YOUR TASK -
Copy out all the entries exactly.
- - -
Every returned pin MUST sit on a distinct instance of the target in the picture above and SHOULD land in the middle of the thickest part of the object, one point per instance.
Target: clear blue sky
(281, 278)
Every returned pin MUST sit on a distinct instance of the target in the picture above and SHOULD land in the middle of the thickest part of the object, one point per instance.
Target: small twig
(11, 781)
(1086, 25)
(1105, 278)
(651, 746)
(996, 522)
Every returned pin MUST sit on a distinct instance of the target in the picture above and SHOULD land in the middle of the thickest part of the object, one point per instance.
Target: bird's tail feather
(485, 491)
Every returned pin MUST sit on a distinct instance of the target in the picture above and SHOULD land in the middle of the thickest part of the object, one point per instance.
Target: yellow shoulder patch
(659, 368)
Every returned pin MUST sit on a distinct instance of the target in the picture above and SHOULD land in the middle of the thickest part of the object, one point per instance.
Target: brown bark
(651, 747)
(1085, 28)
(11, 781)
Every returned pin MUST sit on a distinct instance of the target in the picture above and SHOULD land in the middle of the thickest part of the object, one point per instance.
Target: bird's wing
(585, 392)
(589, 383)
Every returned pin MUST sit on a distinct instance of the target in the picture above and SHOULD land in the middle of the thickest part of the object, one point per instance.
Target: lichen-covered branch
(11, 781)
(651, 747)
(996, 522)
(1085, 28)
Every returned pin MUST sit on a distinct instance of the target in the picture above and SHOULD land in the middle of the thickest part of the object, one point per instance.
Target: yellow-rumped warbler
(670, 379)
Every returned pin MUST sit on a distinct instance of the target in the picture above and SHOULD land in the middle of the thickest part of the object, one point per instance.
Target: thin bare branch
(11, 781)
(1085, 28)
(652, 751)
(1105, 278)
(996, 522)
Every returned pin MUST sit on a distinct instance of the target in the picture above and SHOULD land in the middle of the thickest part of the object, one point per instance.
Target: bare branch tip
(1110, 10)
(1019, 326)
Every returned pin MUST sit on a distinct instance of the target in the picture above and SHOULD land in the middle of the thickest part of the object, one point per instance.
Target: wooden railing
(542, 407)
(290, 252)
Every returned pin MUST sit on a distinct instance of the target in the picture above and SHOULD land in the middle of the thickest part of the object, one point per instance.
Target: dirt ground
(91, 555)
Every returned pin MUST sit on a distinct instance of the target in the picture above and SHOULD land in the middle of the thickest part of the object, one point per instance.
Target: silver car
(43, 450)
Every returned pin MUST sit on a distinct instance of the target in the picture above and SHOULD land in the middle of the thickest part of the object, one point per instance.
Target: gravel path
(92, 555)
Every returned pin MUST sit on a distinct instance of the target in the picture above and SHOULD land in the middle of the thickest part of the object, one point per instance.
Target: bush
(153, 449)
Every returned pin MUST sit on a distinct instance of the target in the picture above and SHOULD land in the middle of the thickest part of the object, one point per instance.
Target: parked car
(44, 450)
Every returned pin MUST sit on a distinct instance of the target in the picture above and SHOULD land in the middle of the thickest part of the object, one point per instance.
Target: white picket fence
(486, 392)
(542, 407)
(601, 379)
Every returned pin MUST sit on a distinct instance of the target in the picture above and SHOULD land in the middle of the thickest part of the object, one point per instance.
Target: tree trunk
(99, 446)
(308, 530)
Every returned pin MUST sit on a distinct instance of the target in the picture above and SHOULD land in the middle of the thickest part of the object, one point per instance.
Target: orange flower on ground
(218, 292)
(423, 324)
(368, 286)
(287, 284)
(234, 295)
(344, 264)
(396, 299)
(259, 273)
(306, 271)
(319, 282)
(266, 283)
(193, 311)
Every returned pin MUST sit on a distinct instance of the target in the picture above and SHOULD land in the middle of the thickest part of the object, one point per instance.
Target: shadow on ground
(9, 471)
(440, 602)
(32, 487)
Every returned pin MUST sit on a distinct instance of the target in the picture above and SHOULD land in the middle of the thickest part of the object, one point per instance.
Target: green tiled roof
- - -
FULL RESPONSE -
Every returned pin MUST sit on a distinct instance of the target in the picture above and SHOULD land in the middle of the thickest part of the object, one point per instance.
Target: clear blue sky
(281, 278)
Every returned pin MUST sit on a distinct instance of the target in the picture above and SHOULD land in the middle of the thickest part of the object, one point per instance.
Target: small twig
(11, 781)
(1086, 25)
(1105, 278)
(651, 746)
(996, 522)
Every returned pin MUST sit on a distinct instance of the target in the picture above and SHOULD land in the middle of the thickest part of the object, one point per instance.
Target: bird's tail feather
(485, 491)
Every returned pin MUST sit on a distinct instance of the target in the picture above and SHOULD land in the middle of the thickest part of the object, one point per instance.
Target: yellow shoulder patch
(659, 368)
Every returned pin MUST sit on a distinct instance of the target in the picture above and SHOULD land in the middle of the thickest part of the object, one point per instance.
Target: brown bark
(651, 747)
(1085, 28)
(11, 781)
Every returned pin MUST sit on a distinct instance of the target in the picture above and SHOULD land in the middle of the thickest part of the object, one point per instance.
Target: bird's wing
(585, 392)
(589, 383)
Every returned pin MUST sit on a distinct instance of the target in the picture above and SHOULD land in the middle of the thickest part of the object, one point per instance.
Target: lichen-covered branch
(11, 781)
(651, 747)
(996, 522)
(1085, 28)
Every returned pin MUST sit on a distinct instance of the target in the picture above and SHOULD land in the middle of the thickest part of the object, one point per instance.
Target: yellow-rumped warbler
(670, 379)
Every returned pin MUST sit on a distinct instance of the target in the picture above and SHOULD land in the middle of the thickest part of the object, one point per instance.
Target: thin bare branch
(11, 781)
(1085, 28)
(652, 751)
(1105, 278)
(996, 522)
Every returned pin MUST sit on a distinct instance of the target in the picture above and SHOULD land in the middle of the thickest part of the object, one point per instance.
Target: bare branch tip
(1110, 10)
(1019, 326)
Every returned pin MUST sit on a distinct instance of the target in the picture above and SHOULD land in the middle of the thickest part of the object, one point per instance.
Target: wooden railing
(542, 407)
(290, 252)
Every returned pin MUST sit on a distinct instance of the target in the picture above and SHOULD land in the middle of the thickest part of the object, one point per instance.
Target: dirt ground
(91, 555)
Every returned pin MUST sit on a distinct instance of the target in the picture above and SHOULD land in the middle of the thickest part of the object, one point per instance.
Target: silver car
(43, 450)
Every returned pin MUST sit on a distinct instance of the target in the picture above and SHOULD land in the middle of the thickest part of the object, one point per instance.
Target: gravel path
(92, 555)
Every returned pin MUST sit on a distinct instance of the target in the picture above and SHOULD land in the middle of the thickest part of the object, one point per instance.
Target: bush
(153, 449)
Every returned pin MUST sit on a distinct instance of the target in the picture above and SHOULD land in the middle of the thickest part of the object, one point per instance.
Target: parked car
(44, 450)
Every returned pin MUST sit on a distinct instance of the target in the picture above and SHOULD land in the middle of the thickest part of the object, one point per instance.
Target: white picket fence
(486, 392)
(542, 407)
(601, 379)
Every returned pin MUST sit on a distinct instance of the target in the picture above and SHOULD land in the middle of the thickest part of the object, one point per instance.
Target: tree trunk
(99, 446)
(308, 530)
Every returned pin MUST sit on a distinct instance of the target in the picture above and SHOULD land in the middle of the thickest part of the object, one point per instance.
Target: orange flower on ground
(218, 292)
(423, 324)
(368, 286)
(287, 284)
(234, 295)
(344, 264)
(396, 299)
(259, 273)
(306, 271)
(319, 282)
(266, 283)
(193, 311)
Every returned pin MUST sit on a distinct instance of the target in the picture above and SHOULD land in the middle of the thickest part of the object, one point per instance.
Target: shadow on ground
(9, 471)
(440, 602)
(32, 487)
Every returned pin MUST sit on a distinct instance of the target in the picture above and SHOULD land in the middle of the thickest part of the object, one point per instance.
Target: green tiled roof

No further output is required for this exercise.